Task details:
The entries should be restated word for word.

Records excerpted from a collection
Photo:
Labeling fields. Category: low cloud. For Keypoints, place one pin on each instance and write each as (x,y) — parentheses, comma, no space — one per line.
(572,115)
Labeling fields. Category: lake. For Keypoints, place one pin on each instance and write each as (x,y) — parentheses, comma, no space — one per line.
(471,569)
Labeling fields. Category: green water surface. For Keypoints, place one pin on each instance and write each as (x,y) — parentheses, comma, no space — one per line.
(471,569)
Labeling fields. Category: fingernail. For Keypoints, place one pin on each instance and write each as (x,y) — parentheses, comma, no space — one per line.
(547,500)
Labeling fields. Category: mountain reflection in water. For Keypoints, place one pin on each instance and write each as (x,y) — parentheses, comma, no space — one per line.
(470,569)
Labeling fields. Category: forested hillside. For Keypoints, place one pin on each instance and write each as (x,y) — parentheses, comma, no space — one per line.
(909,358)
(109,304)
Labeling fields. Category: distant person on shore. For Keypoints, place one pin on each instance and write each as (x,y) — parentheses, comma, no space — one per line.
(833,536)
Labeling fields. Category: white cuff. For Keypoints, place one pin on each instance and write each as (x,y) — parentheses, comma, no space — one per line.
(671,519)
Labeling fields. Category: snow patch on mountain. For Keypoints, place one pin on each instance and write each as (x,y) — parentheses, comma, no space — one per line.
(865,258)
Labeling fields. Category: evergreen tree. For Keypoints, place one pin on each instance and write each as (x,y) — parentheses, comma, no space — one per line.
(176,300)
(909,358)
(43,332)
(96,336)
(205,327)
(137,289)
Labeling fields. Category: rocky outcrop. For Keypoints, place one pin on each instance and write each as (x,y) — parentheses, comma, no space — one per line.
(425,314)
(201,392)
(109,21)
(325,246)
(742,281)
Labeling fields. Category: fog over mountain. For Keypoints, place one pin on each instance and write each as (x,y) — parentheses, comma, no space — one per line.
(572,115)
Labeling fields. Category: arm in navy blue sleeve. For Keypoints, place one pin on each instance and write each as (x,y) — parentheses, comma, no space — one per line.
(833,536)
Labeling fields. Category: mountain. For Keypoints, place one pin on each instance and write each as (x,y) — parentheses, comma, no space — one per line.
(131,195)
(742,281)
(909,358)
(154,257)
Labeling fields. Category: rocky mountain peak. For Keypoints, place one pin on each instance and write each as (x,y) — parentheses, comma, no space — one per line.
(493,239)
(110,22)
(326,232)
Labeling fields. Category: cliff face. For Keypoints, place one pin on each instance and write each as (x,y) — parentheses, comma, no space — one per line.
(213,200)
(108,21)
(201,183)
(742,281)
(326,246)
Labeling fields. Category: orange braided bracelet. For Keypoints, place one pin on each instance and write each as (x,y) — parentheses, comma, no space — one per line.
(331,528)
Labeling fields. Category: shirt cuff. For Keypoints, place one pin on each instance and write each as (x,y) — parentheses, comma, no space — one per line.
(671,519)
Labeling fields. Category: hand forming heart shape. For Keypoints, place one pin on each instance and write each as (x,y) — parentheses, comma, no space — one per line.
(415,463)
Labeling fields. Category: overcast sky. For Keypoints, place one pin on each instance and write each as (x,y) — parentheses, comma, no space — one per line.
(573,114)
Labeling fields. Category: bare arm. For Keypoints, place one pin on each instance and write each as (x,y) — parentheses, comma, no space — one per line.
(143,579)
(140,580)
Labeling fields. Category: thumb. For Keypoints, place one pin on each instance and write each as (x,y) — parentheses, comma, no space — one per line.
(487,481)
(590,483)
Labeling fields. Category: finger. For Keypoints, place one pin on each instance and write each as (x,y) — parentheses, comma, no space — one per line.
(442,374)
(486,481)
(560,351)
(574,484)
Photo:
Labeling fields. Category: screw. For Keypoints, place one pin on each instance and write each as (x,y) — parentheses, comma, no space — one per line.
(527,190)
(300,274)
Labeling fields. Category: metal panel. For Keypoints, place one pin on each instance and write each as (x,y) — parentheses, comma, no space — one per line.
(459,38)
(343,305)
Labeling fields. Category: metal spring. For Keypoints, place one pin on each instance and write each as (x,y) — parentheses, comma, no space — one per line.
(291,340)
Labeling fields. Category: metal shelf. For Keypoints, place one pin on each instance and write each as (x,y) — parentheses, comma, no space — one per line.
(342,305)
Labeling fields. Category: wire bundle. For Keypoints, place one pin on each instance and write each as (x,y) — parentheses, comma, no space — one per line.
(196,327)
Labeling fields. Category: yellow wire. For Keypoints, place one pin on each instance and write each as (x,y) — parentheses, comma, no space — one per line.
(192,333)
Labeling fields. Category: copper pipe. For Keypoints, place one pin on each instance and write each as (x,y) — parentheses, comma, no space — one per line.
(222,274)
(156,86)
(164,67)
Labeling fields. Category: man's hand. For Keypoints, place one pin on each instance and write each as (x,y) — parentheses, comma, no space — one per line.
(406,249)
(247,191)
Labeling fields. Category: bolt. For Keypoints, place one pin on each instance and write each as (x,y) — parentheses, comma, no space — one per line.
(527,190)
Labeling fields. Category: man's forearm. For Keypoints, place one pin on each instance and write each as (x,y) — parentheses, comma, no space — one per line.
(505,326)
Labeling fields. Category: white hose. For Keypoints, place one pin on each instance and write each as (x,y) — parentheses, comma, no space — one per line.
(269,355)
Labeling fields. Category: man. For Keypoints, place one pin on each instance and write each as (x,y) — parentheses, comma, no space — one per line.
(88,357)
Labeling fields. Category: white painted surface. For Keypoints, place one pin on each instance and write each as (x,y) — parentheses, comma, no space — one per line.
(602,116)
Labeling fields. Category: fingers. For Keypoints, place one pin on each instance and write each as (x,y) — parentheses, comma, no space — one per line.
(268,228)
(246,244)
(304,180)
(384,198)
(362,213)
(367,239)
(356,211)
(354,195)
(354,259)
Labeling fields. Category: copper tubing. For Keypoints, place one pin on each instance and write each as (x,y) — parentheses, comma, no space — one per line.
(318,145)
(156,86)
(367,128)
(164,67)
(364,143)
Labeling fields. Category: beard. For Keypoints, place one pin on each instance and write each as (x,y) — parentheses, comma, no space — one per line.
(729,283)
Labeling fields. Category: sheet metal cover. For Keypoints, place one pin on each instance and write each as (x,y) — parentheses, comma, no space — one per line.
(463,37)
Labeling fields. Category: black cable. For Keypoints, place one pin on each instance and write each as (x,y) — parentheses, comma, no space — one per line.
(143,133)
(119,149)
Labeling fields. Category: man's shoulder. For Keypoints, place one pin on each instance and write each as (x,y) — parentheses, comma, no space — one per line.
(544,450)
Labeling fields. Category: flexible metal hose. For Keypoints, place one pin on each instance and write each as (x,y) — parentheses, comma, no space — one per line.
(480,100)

Written response:
Photo:
Labeling fields. Category: low cloud. For Keypoints, place one pin on each instance and write each as (x,y) — parentheses, comma, no space — one per line.
(572,115)
Labeling fields. Category: lake. For Keypoints, place one pin on each instance and write each as (x,y) — parentheses, comma, no space — one per line.
(471,569)
Labeling fields. Category: green water surface. For Keypoints, place one pin on each instance and write each as (x,y) — parentheses, comma, no space — one per line.
(471,569)
Labeling fields. Category: fingernail. For Keypoints, place one pin on each instance and write each as (x,y) — parentheses, comma, no space — one per line.
(547,500)
Labeling fields. Category: mountain reflection in water. For Keypoints, place one pin on each instance and write each as (x,y) — parentheses, comma, no space — one per line.
(470,569)
Labeling fields. Category: forested hillside. For Keypoints, place one pin on each instance and write each as (x,y) — parentheses, comma, no space — one per line.
(909,358)
(109,304)
Labeling fields. Category: distant person on shore. For Keypoints, place one pin on each instance and write each as (x,y) — parentheses, comma, no space — one per line.
(833,536)
Labeling fields. Category: white cuff. For Keypoints, place one pin on each instance and write each as (x,y) — parentheses, comma, no space — one per line.
(671,519)
Labeling fields. Category: snow patch on mountain. For Keypoints, place one pin on each instance and write each as (x,y) — parentheses, comma, no space — one per line.
(865,258)
Labeling fields. Category: evergreen tree. For Keypoints, place one pin on each instance and write each as (x,y) — parentheses, comma, no space — one per line.
(176,300)
(909,358)
(43,332)
(96,336)
(205,327)
(137,289)
Labeling fields. Category: rocky outcrop. For Keypoints, place one pin on each instance and write each as (x,y) — parentheses, comma, no space — one per line.
(425,314)
(201,392)
(109,21)
(325,246)
(742,281)
Labeling fields. Category: fog over mountain. For Keypoints, place one pin on each instance and write each as (x,y) — parentheses, comma, no space — one per line.
(572,115)
Labeling fields. Category: arm in navy blue sleeve. For Keypoints, place one pin on each instance and write each as (x,y) — parentheses, comma, no space — one per line.
(833,536)
Labeling fields. Category: mountain. For Keypoints, place one pin on each instance and write each as (x,y) — parentheses, comma, no space — one per line.
(131,195)
(742,281)
(909,358)
(154,257)
Labeling fields. Category: rocky mountain peak. For Keypoints, place one pin on each instance and write each as (x,y) — parentheses, comma, no space — one per line.
(493,239)
(110,22)
(326,232)
Labeling fields. Category: cliff face. For Keypoints, place one pin on each instance and write each as (x,y) — parentheses, comma, no space — one per line.
(213,200)
(108,21)
(201,183)
(742,281)
(326,246)
Labeling fields. Category: orange braided bracelet. For Keypoints, place one pin on each instance and write each as (x,y) — parentheses, comma, no space — one per line.
(331,528)
Labeling fields. Category: shirt cuff. For Keypoints, place one pin on each instance and write each as (x,y) — parentheses, comma, no space — one per line.
(671,519)
Labeling fields. Category: hand forming heart shape. For Keypoints, place one pin on each instance and write each as (x,y) — parentheses, comma, no space — one per line.
(415,463)
Labeling fields. Category: overcast sky. For Keypoints, place one pin on each instance and write each as (x,y) — parentheses, comma, no space — one per line.
(573,114)
Labeling fields. Category: bare arm. For Keypoints, place one pin on each instance and write each as (x,y) — parentheses, comma, no space — one per line.
(143,579)
(140,580)
Labeling fields. Category: thumb. For Keypoints, place one pin on each instance and write each as (x,y) — parentheses, comma, no space — one per line.
(487,481)
(590,483)
Labeling fields. Category: finger. For Keypoints, place one pin on each instance and write each as (x,y) — parentheses, comma, no space — one per line.
(442,374)
(486,481)
(560,351)
(574,484)
Photo:
Labeling fields. Category: screw. For Keypoints, place one pin on each instance and write each as (x,y) — parentheses, comma, no space — one per line.
(527,190)
(300,274)
Labeling fields. Category: metal panel. For Keypoints, place one pin on each instance and write each as (x,y) — parentheses, comma, no space — one per line.
(459,38)
(343,305)
Labeling fields. Category: metal spring. For Keypoints, place one pin on each instance and write each as (x,y) — parentheses, comma, no space — one per line.
(291,340)
Labeling fields. Category: metal shelf. For Keypoints, place one pin on each instance and write each as (x,y) — parentheses, comma, no space — one per line.
(342,305)
Labeling fields. Category: wire bundle. For Keypoints, place one pin on each instance and write each as (x,y) — parentheses, comma, no space — one per line.
(196,327)
Labeling fields. Category: yellow wire. For Keypoints, place one pin on each instance and write each as (x,y) — parentheses, comma, no space — one per line.
(192,333)
Labeling fields. Category: copper pipe. For Keypoints, place one pin on each instance and write each as (x,y) — parentheses, comma, no space — one per line.
(222,274)
(156,86)
(164,67)
Labeling fields. Category: man's hand. For Keypoints, place one pin on each instance and write each as (x,y) — parentheses, comma, no space — one per line.
(406,249)
(247,191)
Labeling fields. Category: bolt. For Keypoints, place one pin on each instance and write each as (x,y) — parentheses, comma, no space — one per line.
(527,190)
Labeling fields. Category: man's forearm. For Keypoints, place one pin on each instance and write each as (x,y) — parentheses, comma, no space — one per line.
(505,326)
Labeling fields. Category: white hose. For Keypoints, place one pin on each instance and write each as (x,y) — parentheses, comma, no space — one per line.
(269,355)
Labeling fields. Category: man. For Keypoints, place one pin on each instance and write each as (x,y) — parentheses, comma, no space — one per line.
(88,357)
Labeling fields. Category: white painted surface. For Keypoints, place one pin on each instance and write each as (x,y) — parentheses, comma, no space — one per line.
(602,116)
Labeling fields. Category: fingers. For Keypoints, place one pin on each instance and write each as (x,y) — parentheses, comma, no space — one per line.
(268,228)
(246,244)
(304,180)
(384,198)
(362,213)
(367,239)
(356,211)
(354,195)
(354,259)
Labeling fields. Category: copper tubing. For Keypoints, place one pin on each instance and write each as (x,y) — parentheses, comma, no space — one per line.
(318,145)
(156,86)
(367,128)
(164,67)
(364,143)
Labeling fields. Category: beard. For Keypoints, place one pin on each instance and write each as (x,y) — parentheses, comma, no space — one per line.
(729,283)
Labeling fields. Category: sheet metal cover. For Keypoints, place one pin on each instance and write each as (x,y) — parentheses, comma, no space — one per line.
(463,37)
Labeling fields. Category: black cable. For Keypoints, place one pin on each instance and write each as (x,y) — parentheses, comma, no space — one per line.
(143,133)
(119,149)
Labeling fields. Category: man's shoulder. For Keypoints, place one pin on each instance and write each as (x,y) — parentheses, comma, no space — one per line.
(544,450)
Labeling fields. Category: flexible metal hose. For Keypoints, place one pin on each instance and write each as (x,y) — parentheses, comma, no space — one per line.
(480,100)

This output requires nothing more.